**About this task**
Give again, exactly as they appear, only the lines from the one containing "weathered wood plank." through the last line of the material below.

── Data extracts ──

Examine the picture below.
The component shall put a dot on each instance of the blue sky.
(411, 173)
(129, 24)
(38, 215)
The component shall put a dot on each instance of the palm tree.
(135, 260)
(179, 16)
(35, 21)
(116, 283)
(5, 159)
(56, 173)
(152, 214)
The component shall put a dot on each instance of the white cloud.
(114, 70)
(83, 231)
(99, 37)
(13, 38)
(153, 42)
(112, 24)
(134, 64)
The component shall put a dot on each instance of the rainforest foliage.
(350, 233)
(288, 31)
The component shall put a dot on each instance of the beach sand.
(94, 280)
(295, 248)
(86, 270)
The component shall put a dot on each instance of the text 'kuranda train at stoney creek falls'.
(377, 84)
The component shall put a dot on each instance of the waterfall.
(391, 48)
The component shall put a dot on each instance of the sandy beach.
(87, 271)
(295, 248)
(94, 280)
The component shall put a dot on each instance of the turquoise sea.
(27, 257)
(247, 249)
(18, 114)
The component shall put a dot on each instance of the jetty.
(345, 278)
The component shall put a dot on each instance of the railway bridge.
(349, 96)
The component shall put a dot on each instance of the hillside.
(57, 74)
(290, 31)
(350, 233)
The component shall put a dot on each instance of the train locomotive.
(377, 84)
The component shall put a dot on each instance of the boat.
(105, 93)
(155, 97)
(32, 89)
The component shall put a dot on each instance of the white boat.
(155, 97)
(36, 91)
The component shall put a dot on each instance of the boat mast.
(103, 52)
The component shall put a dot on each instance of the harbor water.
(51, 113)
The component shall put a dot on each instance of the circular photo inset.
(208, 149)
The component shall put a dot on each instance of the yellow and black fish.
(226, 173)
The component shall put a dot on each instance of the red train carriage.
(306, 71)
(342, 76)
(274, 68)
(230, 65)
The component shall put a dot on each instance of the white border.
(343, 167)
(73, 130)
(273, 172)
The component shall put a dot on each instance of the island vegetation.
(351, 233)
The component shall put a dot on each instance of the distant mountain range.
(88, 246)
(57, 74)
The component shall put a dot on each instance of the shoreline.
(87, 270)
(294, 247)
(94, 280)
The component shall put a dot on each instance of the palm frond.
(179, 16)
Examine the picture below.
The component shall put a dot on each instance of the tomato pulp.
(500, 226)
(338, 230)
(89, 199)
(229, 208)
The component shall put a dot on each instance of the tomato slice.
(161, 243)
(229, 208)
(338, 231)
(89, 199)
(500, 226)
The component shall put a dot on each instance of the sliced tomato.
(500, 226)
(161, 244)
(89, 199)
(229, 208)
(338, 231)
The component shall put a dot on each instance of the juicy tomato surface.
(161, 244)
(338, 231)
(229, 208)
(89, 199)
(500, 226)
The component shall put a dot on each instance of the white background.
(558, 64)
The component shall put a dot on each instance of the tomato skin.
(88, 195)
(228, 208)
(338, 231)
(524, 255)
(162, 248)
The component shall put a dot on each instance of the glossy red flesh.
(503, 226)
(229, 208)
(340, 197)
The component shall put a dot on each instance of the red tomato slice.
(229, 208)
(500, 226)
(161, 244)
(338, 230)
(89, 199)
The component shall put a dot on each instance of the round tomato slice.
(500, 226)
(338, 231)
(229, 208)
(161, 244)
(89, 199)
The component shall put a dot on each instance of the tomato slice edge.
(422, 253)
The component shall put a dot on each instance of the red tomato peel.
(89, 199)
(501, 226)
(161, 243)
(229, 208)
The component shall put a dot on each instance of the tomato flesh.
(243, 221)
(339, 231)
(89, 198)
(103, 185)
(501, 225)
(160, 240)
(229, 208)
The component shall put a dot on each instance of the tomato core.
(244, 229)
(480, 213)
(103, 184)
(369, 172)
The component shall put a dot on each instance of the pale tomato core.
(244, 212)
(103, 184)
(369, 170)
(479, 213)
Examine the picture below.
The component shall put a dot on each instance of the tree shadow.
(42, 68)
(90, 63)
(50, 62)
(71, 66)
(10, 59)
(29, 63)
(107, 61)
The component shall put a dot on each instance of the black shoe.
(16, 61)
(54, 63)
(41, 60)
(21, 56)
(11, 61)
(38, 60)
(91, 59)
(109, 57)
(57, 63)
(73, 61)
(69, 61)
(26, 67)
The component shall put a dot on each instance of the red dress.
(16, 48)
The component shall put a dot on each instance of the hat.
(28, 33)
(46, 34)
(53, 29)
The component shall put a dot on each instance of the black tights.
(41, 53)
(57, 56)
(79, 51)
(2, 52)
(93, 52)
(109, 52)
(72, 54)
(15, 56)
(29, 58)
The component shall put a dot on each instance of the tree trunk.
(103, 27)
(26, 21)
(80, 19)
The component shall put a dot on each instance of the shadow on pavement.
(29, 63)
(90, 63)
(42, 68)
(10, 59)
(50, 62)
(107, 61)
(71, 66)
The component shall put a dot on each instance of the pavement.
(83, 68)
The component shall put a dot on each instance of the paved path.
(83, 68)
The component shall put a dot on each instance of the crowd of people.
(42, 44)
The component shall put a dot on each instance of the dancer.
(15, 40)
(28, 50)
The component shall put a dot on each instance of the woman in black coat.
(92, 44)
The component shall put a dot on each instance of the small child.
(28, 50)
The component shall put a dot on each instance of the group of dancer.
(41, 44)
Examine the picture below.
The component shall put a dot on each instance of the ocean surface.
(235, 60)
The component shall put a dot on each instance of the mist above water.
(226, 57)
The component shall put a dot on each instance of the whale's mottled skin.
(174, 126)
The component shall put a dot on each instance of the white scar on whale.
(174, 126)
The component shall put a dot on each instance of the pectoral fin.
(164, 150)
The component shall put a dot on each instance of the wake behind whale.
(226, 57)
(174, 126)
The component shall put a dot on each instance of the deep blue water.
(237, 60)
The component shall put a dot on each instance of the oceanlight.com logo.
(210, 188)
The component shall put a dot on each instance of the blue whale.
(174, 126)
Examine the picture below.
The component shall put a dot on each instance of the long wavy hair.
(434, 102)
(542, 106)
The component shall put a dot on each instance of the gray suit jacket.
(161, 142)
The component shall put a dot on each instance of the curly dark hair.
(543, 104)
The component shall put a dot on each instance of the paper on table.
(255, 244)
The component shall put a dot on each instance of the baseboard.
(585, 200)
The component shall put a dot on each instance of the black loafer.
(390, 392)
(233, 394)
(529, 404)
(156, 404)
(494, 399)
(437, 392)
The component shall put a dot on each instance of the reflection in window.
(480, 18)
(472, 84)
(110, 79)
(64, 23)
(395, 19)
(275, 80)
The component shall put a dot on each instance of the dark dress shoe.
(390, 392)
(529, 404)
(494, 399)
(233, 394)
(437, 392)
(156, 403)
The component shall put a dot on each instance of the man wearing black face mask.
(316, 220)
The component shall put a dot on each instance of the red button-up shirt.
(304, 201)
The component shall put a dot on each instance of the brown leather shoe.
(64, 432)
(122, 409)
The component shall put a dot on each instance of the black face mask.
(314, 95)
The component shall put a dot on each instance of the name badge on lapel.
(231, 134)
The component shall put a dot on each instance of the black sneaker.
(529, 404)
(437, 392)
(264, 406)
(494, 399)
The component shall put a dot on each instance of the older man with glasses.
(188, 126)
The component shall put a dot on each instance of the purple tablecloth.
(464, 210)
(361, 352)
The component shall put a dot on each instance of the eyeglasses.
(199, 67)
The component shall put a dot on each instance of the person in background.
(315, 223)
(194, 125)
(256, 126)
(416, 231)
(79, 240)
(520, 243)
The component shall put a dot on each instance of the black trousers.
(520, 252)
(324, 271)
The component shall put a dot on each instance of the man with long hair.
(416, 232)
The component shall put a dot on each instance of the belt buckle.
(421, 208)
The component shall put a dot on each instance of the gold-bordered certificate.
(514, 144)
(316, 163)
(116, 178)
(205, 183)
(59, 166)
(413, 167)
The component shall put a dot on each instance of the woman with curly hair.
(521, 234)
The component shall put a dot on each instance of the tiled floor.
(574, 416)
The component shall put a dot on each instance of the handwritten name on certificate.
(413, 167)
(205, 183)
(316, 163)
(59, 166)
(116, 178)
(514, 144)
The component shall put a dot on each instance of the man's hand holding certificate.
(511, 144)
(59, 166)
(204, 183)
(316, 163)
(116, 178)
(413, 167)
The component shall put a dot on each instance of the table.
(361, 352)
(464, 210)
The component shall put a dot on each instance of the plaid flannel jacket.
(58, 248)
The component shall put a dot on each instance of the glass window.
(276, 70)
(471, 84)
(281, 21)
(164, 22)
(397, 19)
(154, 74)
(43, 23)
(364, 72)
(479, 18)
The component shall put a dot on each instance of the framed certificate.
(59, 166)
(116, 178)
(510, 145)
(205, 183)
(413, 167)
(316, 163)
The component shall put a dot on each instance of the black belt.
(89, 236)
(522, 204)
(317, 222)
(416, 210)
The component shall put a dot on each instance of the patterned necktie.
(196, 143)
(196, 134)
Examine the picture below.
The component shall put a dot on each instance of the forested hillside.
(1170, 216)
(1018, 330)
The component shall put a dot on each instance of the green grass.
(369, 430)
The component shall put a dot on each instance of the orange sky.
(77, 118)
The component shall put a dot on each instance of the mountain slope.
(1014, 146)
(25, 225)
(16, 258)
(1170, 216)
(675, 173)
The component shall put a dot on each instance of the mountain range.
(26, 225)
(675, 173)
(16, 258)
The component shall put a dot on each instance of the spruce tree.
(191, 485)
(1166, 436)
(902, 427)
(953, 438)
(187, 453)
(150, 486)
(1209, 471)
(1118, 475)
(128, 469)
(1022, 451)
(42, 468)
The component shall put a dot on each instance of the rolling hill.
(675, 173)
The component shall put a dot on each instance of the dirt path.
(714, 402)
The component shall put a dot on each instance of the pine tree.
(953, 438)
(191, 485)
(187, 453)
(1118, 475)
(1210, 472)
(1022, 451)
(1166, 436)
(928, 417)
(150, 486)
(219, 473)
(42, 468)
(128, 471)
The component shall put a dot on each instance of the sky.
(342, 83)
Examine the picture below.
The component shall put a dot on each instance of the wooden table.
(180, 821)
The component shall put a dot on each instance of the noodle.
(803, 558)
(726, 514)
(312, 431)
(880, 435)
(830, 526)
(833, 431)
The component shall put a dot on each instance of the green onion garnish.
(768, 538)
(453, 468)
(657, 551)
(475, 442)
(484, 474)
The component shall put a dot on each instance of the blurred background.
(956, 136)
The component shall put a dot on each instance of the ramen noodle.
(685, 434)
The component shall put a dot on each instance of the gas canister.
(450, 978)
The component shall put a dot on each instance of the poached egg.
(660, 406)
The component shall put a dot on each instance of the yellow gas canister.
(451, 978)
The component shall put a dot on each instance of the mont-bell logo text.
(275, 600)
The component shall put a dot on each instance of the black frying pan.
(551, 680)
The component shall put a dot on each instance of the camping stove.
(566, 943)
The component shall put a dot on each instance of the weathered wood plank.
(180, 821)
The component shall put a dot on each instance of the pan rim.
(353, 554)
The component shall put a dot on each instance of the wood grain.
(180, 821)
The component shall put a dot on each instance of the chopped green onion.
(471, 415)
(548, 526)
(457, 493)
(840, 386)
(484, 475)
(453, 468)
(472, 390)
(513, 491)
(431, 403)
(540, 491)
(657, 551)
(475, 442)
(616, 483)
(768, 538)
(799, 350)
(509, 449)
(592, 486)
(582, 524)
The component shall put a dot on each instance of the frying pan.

───

**Exercise output**
The component shall put a dot on each instance of the weathered wood plank.
(180, 821)
The component shall put a dot on each instance of the pan rim.
(353, 554)
The component shall put a dot on each instance of the wood grain.
(180, 821)
The component shall put a dot on each instance of the chopped green onion.
(471, 415)
(548, 526)
(457, 493)
(840, 386)
(484, 475)
(453, 468)
(472, 390)
(513, 491)
(431, 403)
(540, 491)
(657, 551)
(475, 442)
(616, 483)
(768, 538)
(799, 350)
(509, 449)
(592, 486)
(582, 524)
The component shall put a dot on each instance of the frying pan.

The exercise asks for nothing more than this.